— Tasks to perform —
- a) Reproduce verbatim the stretch of the AGM notice from "5. The Board" through "shares (H shares)".
- b) According to the AGM notice, what is the maximum number of A shares and H shares the Board may allot or issue?

— Source extract —
---+---

5. The Board agreed to propose to the AGM to grant the following mandates to the Board:
(1) To propose, subject to the requirements of note (2) of this resolution, to generally and unconditionally
authorise the Board to, within 12 months from the date of approval of the special resolution at the
Company's shareholders' general meeting, exercise all rights of the Company to authorise, allot or issue,
either separately or concurrently, domestic shares (A shares) and overseas-listed foreign shares (H shares)
and execute or grant any offers, agreements and arrangements which may require the exercise of such rights;
(2) Pursuant to the approval of note (1) of this resolution, the Board may allot or issue, either separately
or concurrently, A shares and H shares with the respective numbers of A shares and H shares to be allotted
or issued, either separately or concurrently, not more than 20% of the respective number of the issued A
shares and H shares of the Company;
(3) Subject to the restrictions of note (1) and note (2) of this resolution, the Board may, within the given
limits, determine the respective numbers of A shares and H shares to be allotted or issued, either
separately or concurrently, and
(4) Subject to the restrictions of notes (1), (2) and (3) of this resolution and according to the Company's
actual condition of the allotment or issue of new A shares and new H shares, either separately or
concurrently, the Board may increase the registered capital of the Company and make appropriate amendments
to Articles 18 and 21 to the "Articles of Association of Datang International Power Generation Co., Ltd".
6. Other Matters
(1) Each of the Holders of H shares entitled to attend and vote at the AGM, is entitled to appoint one or more
proxies to attend and vote on his/her behalf. A proxy need not be a shareholder of the Company.
(2) If Holders of H shares have appointed more than one proxy to attend the AGM, the proxies can only exercise
their voting rights by way of poll.

---+---

— Data section —
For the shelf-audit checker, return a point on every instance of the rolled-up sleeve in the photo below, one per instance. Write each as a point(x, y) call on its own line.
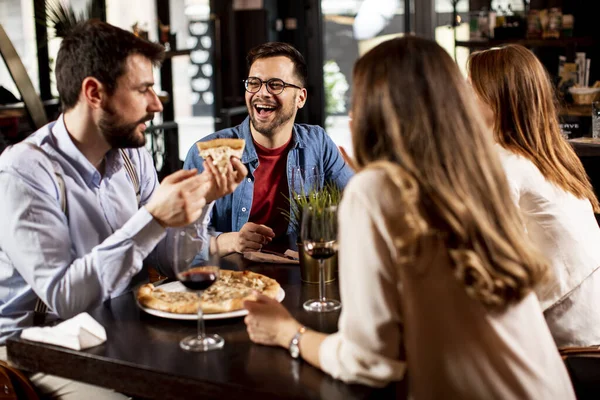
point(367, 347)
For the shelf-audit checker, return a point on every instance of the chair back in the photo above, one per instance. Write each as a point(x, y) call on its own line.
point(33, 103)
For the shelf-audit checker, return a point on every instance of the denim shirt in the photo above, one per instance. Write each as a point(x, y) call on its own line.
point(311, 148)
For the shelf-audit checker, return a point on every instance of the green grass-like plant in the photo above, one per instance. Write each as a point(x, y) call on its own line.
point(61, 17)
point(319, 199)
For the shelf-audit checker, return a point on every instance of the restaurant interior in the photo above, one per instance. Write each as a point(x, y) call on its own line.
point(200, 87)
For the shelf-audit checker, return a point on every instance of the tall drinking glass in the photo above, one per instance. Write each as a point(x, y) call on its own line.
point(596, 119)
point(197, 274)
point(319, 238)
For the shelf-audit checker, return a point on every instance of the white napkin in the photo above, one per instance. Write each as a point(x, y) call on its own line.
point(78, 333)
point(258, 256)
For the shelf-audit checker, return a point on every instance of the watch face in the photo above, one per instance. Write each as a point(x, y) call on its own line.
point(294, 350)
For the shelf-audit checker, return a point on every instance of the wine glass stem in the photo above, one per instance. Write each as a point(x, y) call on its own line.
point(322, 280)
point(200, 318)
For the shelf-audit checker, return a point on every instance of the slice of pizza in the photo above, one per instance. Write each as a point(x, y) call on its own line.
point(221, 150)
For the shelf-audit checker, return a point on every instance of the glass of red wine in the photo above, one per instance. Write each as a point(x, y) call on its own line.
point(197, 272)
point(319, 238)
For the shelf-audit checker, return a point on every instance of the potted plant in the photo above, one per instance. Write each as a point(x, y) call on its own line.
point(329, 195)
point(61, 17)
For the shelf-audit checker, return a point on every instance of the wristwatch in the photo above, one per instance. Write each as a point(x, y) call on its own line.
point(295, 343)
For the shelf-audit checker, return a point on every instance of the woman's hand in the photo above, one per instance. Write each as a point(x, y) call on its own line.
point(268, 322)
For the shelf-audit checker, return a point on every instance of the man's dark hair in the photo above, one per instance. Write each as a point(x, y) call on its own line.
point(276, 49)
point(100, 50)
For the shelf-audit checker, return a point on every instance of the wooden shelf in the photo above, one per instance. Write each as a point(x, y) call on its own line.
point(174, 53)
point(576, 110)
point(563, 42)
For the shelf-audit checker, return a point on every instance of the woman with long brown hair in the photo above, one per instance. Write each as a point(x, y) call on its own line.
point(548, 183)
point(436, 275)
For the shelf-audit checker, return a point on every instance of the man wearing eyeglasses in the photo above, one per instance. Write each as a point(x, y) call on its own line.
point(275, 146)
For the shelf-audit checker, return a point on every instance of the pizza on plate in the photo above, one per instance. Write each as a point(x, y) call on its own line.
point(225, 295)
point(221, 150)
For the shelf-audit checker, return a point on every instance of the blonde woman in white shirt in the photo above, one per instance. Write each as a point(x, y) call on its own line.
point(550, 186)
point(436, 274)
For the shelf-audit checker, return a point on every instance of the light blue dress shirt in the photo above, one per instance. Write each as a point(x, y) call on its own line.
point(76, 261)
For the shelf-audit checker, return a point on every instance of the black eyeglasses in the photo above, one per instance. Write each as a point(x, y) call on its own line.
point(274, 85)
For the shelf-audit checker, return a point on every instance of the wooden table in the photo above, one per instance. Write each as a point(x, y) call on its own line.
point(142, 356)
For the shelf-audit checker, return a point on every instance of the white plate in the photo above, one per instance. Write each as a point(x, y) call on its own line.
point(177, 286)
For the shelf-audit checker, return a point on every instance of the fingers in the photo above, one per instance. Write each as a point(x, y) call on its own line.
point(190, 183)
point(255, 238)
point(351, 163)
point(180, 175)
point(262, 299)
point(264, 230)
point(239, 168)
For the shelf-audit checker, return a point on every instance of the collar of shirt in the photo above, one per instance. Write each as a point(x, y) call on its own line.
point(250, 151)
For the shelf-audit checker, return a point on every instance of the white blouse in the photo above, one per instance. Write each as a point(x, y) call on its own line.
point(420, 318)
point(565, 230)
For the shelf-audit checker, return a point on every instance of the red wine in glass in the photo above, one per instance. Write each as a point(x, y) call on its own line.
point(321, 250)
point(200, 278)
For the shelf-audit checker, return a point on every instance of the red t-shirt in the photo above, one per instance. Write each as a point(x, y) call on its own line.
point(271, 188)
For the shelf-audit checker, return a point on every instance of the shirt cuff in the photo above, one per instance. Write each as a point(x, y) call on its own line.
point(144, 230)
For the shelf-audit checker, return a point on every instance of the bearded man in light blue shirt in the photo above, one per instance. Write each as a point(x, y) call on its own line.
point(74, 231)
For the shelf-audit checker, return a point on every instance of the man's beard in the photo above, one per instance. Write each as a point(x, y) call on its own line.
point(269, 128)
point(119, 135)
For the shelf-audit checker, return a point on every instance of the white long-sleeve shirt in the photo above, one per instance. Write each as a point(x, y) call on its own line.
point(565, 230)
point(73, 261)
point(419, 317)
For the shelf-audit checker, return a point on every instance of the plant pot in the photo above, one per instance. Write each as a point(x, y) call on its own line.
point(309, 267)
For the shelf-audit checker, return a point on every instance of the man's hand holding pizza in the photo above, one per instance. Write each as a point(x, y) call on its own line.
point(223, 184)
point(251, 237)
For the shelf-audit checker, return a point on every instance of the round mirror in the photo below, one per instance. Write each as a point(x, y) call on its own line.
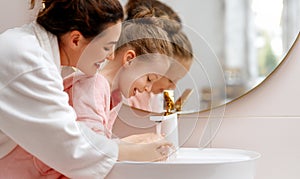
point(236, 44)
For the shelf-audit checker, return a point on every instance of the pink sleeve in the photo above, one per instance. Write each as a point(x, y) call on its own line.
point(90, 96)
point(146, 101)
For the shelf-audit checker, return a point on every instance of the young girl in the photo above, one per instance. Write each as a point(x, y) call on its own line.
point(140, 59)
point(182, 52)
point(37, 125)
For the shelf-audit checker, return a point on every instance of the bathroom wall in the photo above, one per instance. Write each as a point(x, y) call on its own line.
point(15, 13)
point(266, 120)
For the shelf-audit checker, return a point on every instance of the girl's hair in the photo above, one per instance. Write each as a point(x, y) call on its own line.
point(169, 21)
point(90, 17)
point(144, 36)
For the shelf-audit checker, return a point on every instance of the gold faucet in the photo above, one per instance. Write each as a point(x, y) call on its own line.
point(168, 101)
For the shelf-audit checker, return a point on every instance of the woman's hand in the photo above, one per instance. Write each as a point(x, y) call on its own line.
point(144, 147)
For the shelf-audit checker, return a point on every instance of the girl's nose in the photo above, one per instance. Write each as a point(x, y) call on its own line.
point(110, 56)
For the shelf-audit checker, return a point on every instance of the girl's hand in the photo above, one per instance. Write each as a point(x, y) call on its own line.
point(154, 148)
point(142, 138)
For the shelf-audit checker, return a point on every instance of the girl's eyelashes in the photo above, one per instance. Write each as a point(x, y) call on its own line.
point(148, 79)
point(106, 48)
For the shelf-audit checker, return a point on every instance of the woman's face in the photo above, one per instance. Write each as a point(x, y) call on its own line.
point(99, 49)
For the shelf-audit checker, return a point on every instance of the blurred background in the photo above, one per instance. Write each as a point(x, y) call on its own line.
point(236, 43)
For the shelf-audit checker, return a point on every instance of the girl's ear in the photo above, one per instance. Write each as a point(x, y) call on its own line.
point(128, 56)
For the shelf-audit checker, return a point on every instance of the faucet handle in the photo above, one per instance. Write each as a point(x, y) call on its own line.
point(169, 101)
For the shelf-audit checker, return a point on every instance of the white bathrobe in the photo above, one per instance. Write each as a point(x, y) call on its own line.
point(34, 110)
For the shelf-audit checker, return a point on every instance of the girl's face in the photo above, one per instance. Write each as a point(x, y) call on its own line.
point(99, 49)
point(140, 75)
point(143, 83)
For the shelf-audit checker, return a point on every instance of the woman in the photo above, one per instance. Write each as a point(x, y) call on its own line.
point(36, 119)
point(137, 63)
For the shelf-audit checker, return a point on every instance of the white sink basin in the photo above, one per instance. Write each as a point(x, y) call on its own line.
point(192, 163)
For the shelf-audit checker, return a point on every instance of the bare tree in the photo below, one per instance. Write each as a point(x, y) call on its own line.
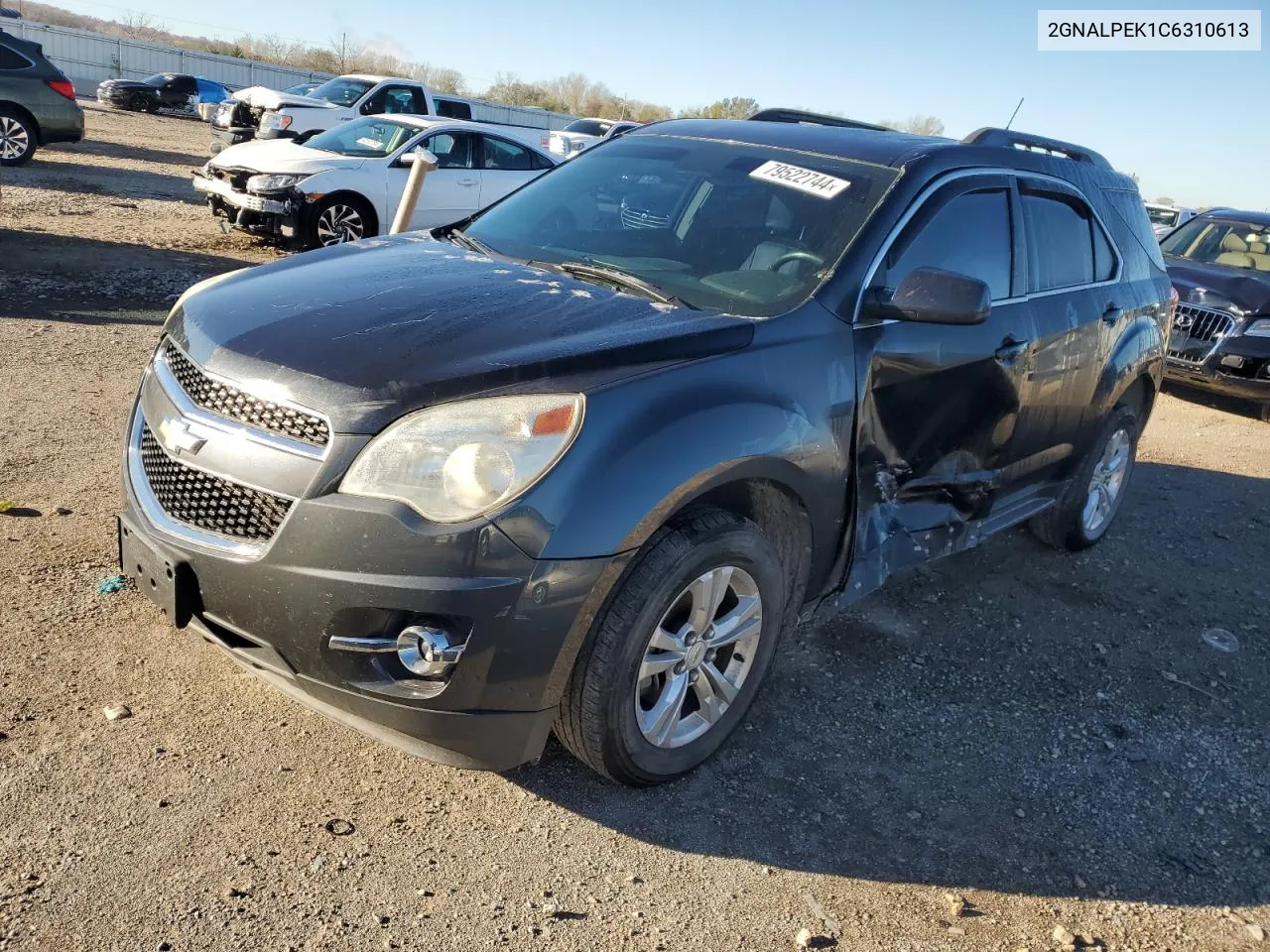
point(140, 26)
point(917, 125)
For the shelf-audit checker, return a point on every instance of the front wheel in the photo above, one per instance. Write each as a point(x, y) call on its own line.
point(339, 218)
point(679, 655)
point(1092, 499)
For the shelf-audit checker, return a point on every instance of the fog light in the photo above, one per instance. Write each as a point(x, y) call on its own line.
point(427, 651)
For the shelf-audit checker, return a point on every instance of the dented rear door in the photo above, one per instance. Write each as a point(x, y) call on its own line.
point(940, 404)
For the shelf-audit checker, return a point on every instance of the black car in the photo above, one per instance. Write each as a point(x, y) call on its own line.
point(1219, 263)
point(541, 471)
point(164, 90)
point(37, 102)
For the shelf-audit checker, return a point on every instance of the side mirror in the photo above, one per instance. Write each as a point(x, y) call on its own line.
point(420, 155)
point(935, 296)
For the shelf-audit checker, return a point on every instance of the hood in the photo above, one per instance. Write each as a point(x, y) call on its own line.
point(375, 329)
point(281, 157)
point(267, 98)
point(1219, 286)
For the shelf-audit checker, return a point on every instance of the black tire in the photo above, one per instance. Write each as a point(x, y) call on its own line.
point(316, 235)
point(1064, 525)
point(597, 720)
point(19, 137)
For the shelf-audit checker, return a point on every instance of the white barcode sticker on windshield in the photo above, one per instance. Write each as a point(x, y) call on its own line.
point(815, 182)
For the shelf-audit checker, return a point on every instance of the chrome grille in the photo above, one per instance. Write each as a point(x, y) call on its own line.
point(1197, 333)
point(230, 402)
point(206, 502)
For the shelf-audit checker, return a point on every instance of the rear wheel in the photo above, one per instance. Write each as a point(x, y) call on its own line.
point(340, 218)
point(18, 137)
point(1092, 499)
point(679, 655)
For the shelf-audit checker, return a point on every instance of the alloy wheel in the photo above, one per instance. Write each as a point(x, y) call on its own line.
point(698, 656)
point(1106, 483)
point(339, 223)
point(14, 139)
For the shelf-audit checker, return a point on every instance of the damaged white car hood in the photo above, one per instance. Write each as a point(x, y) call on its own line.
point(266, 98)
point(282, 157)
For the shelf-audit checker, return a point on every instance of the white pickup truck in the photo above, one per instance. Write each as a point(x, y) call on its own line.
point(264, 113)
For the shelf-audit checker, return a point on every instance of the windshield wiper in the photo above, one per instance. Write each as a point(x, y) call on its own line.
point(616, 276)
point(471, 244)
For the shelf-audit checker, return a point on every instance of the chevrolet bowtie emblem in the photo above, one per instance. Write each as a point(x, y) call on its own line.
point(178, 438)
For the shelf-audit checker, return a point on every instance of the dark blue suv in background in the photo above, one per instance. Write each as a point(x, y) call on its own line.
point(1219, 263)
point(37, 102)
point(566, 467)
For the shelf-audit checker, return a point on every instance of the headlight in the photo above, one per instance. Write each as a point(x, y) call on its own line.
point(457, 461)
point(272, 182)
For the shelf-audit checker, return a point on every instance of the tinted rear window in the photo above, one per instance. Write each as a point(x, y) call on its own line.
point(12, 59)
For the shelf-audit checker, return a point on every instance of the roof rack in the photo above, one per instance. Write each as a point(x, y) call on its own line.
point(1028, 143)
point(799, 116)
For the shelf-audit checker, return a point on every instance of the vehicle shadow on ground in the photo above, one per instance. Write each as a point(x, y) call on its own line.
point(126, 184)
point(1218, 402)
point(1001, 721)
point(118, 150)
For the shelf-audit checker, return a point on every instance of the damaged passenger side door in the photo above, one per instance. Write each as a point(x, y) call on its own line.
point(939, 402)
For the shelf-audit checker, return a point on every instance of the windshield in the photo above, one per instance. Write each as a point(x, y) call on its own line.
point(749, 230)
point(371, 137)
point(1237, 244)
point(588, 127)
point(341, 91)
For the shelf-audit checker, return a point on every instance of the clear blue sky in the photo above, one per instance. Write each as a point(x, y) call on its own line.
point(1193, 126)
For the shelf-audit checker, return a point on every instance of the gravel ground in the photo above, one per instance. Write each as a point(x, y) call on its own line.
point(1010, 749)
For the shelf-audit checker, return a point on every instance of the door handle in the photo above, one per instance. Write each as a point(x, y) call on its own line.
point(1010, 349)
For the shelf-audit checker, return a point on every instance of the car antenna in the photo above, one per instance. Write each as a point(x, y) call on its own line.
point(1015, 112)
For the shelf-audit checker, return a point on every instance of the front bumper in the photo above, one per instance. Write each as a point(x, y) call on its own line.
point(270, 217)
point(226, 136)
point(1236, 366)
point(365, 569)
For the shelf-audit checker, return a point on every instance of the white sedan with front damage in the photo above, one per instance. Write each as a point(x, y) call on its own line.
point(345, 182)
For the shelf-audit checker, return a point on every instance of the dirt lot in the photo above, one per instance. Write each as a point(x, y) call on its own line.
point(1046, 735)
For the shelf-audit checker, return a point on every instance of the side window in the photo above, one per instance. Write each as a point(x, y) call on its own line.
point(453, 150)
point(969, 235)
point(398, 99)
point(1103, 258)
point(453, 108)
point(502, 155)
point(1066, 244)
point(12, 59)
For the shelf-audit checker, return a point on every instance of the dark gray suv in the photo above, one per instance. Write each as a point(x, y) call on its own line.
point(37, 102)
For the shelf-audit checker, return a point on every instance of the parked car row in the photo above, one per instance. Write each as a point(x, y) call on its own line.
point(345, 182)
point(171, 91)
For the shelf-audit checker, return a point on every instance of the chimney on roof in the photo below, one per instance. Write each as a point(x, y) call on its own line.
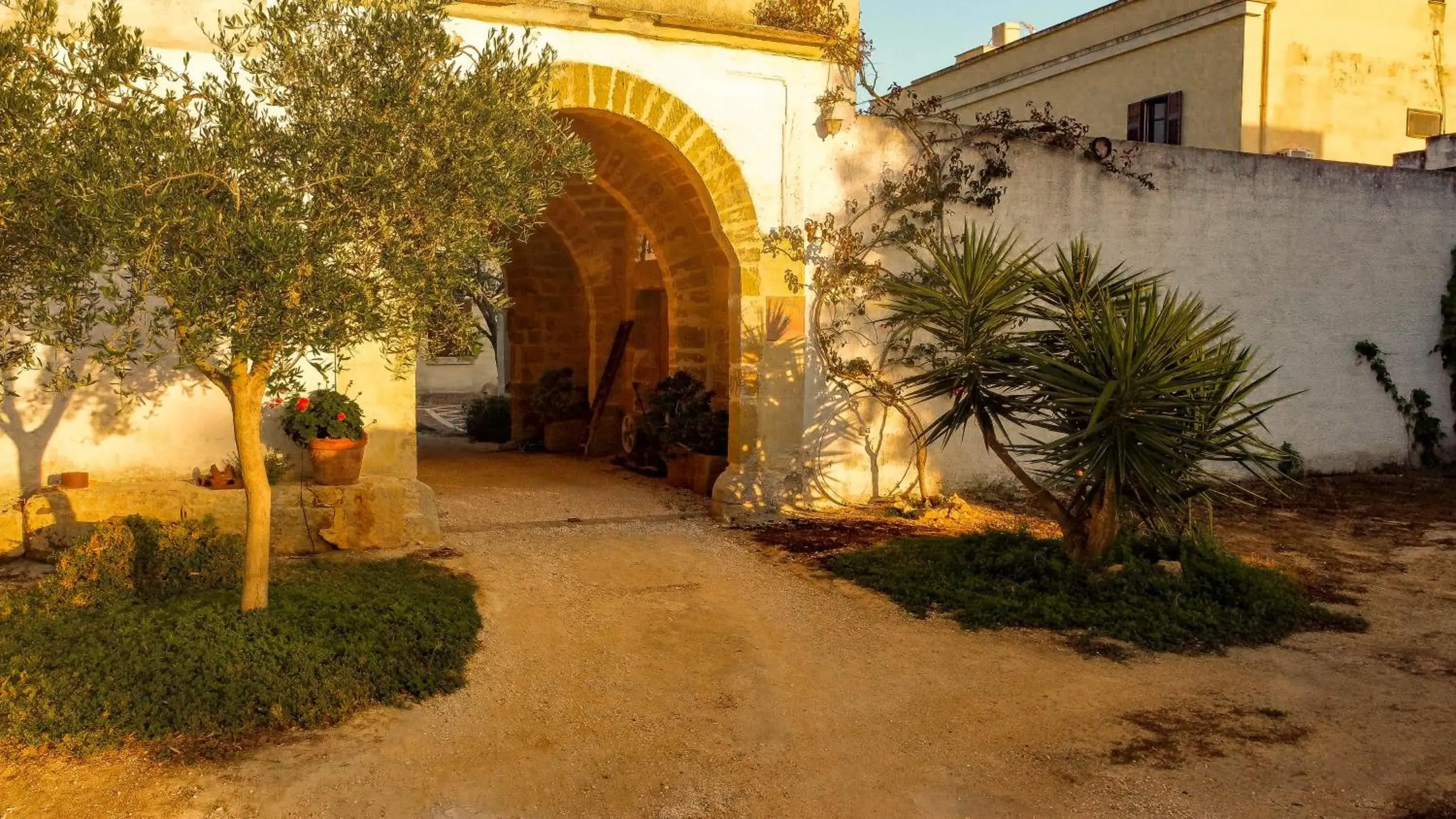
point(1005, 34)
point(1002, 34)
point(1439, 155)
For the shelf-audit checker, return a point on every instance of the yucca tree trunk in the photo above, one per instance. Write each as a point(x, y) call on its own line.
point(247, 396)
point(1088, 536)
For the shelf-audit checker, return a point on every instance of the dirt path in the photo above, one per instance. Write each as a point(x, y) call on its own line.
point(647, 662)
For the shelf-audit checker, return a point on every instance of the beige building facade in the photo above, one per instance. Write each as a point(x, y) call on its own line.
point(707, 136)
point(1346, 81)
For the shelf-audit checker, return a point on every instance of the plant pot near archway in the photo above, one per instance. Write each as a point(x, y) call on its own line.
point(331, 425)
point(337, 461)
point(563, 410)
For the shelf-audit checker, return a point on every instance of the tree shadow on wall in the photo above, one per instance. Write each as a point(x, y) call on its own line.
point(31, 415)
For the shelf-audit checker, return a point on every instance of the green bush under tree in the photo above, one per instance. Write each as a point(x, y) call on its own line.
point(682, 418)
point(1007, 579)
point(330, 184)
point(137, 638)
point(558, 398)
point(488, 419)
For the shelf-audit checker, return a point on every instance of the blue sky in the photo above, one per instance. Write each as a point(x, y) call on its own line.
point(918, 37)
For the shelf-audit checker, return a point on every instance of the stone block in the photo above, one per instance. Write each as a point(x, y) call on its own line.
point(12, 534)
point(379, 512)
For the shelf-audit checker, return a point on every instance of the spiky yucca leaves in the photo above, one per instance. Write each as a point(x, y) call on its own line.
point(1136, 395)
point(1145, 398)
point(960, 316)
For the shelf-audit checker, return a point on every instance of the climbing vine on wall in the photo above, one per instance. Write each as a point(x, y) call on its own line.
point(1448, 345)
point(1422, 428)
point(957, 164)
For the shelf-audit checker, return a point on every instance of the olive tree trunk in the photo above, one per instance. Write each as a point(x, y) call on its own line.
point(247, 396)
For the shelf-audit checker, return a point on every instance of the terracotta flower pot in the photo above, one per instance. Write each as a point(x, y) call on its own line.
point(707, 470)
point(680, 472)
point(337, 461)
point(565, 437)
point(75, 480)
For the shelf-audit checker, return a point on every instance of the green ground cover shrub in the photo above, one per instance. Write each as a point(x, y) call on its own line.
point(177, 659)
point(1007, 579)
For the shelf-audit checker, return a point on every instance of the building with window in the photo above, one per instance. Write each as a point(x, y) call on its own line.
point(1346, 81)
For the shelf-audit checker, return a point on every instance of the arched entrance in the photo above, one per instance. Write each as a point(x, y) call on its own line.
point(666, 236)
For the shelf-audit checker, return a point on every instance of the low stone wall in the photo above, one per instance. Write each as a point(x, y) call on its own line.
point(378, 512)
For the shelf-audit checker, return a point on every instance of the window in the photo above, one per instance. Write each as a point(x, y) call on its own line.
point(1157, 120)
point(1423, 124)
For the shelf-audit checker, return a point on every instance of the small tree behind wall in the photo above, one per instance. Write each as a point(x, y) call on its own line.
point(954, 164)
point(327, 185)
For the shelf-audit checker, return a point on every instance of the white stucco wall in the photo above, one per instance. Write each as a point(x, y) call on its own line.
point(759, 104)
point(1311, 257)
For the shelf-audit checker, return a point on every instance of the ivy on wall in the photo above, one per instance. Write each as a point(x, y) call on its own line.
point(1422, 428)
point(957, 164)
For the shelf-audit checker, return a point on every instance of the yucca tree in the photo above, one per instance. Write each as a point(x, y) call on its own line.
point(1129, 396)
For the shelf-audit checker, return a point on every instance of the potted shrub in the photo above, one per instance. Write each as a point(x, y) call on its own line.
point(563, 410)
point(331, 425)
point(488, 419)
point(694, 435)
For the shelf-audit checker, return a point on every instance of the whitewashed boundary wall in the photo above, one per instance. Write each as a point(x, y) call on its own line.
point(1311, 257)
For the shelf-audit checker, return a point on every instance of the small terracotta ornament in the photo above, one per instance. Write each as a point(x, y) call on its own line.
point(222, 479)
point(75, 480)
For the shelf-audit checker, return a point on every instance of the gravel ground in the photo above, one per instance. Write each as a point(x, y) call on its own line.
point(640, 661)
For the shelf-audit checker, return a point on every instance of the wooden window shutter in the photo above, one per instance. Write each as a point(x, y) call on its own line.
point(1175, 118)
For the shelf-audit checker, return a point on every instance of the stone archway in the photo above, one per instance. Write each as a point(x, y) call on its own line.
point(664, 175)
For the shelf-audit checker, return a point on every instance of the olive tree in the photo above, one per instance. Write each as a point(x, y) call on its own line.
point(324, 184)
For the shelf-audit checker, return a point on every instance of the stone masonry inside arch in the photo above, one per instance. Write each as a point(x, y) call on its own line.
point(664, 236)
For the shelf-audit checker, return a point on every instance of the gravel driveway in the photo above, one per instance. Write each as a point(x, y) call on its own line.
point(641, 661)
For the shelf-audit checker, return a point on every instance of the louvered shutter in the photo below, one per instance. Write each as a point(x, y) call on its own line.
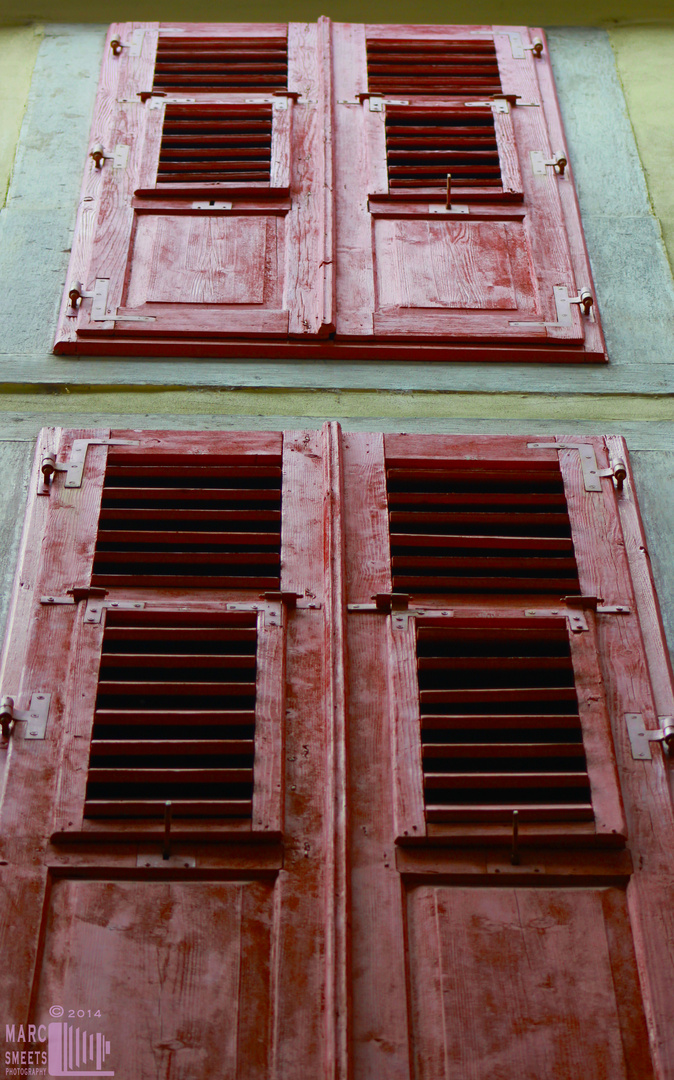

---+---

— Exercise solutions —
- a)
5. The Board agreed to propose to the AGM to grant the following mandates to the Board:
(1) To propose, subject to the requirements of note (2) of this resolution, to generally and unconditionally
authorise the Board to, within 12 months from the date of approval of the special resolution at the
Company's shareholders' general meeting, exercise all rights of the Company to authorise, allot or issue,
either separately or concurrently, domestic shares (A shares) and overseas-listed foreign shares (H shares)

- b) Not more than 20% of the respective number of the Company's issued A shares and H shares.